> _Task prompt_
Shift every bounding-box coordinate up by 20 and write the lines of the material below out again in full, requests included. Begin at the line that contains "hatch and report bounding boxes.", stop after the line that contains "[30,0,480,155]", and give only those lines.

____

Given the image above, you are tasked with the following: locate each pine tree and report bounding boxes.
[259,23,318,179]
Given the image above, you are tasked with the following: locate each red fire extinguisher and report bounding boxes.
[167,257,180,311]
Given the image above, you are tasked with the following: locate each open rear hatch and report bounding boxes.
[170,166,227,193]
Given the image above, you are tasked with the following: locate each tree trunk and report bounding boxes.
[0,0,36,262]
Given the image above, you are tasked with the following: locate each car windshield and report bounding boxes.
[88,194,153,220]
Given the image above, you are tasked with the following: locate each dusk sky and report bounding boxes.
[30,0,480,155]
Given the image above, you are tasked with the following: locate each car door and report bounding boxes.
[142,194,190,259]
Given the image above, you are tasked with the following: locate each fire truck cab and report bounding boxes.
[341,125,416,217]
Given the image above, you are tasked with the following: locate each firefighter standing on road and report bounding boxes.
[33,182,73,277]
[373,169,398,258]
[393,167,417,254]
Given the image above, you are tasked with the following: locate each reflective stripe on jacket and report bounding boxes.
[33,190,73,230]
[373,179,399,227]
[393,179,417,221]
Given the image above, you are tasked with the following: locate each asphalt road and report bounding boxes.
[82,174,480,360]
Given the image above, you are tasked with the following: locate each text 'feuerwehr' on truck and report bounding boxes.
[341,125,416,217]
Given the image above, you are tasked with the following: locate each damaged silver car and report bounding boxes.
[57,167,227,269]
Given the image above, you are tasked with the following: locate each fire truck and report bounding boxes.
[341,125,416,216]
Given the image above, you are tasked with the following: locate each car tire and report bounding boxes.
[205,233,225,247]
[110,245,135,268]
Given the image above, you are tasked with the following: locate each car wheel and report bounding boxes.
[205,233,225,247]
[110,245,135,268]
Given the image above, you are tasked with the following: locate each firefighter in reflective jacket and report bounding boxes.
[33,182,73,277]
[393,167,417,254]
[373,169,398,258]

____

> _Written reply_
Given the image above, you are tasked with the following: locate each open rear hatch and report bounding boxes.
[190,186,247,213]
Given the image above, you are tasked with the following: locate each tree trunk and report bounding boxes.
[20,20,56,282]
Given the image above, you are tasked with the following: locate each car windshield and report bounding boxes.
[108,214,173,240]
Given the image above, you are tasked with the following: locate each dusk sky and report bounding boxes.
[50,20,500,175]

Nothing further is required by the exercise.